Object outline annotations

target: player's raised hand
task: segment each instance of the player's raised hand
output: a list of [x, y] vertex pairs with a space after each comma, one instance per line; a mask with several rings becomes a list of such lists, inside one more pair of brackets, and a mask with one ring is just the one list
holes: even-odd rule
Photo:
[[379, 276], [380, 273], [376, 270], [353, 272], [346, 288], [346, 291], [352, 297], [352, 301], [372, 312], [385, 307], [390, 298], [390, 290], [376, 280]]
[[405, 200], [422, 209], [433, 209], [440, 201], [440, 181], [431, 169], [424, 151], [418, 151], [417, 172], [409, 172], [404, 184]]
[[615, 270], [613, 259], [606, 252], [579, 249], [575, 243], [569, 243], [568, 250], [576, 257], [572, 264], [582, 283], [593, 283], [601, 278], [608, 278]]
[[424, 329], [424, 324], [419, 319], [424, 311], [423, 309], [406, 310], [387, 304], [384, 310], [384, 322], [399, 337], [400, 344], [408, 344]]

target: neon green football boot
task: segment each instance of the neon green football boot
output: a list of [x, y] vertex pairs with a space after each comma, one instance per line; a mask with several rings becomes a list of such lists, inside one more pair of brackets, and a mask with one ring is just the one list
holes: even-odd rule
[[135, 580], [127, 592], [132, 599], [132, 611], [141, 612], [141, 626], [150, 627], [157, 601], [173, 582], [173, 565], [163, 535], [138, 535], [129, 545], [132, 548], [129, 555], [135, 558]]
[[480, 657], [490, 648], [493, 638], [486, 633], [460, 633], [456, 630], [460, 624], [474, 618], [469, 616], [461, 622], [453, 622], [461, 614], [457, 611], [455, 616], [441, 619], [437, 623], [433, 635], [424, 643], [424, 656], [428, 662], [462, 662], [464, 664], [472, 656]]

● **Exercise directions**: Reproduce the whole listing above line for line, requests included, with every x and y vertex coordinate in the outlines shifted by adding 60.

● **Answer to this exercise**:
target: player's raised hand
task: segment each instance of the player's raised hand
output: a list of [x, y] vertex pairs with a space after each comma, one instance per line; a mask with several rings becomes a list of such lists, inside one more pair of brackets, and a mask with one ring is just the one list
holes: even-odd rule
Photo:
[[439, 336], [440, 333], [436, 330], [413, 332], [406, 348], [406, 351], [412, 357], [412, 361], [432, 372], [445, 367], [450, 358], [450, 350], [436, 340]]
[[465, 260], [482, 269], [493, 269], [500, 261], [500, 241], [491, 229], [484, 211], [478, 211], [477, 232], [469, 232], [464, 244]]
[[675, 330], [673, 319], [666, 312], [639, 309], [635, 303], [629, 303], [628, 310], [636, 317], [632, 324], [642, 343], [653, 343], [661, 338], [668, 338]]
[[484, 389], [484, 384], [479, 379], [484, 371], [483, 369], [466, 370], [447, 364], [444, 370], [444, 382], [459, 397], [460, 404], [468, 404]]

target: neon green football boot
task: segment each instance of the neon green football boot
output: a list of [x, y] vertex pairs with a space after each comma, one instance per line; a mask with several rings becomes a list of such lists, inside one more pair of brackets, and a mask with one ring is just the one list
holes: even-odd rule
[[195, 640], [187, 652], [192, 659], [192, 671], [201, 672], [201, 686], [210, 687], [217, 661], [233, 642], [233, 625], [223, 595], [198, 595], [189, 605], [192, 608], [189, 615], [195, 618]]
[[540, 717], [550, 708], [553, 698], [546, 693], [520, 693], [516, 690], [520, 684], [534, 678], [529, 676], [521, 682], [513, 682], [521, 674], [517, 671], [515, 676], [501, 679], [497, 683], [493, 695], [484, 703], [484, 716], [488, 722], [522, 722], [524, 724], [532, 716]]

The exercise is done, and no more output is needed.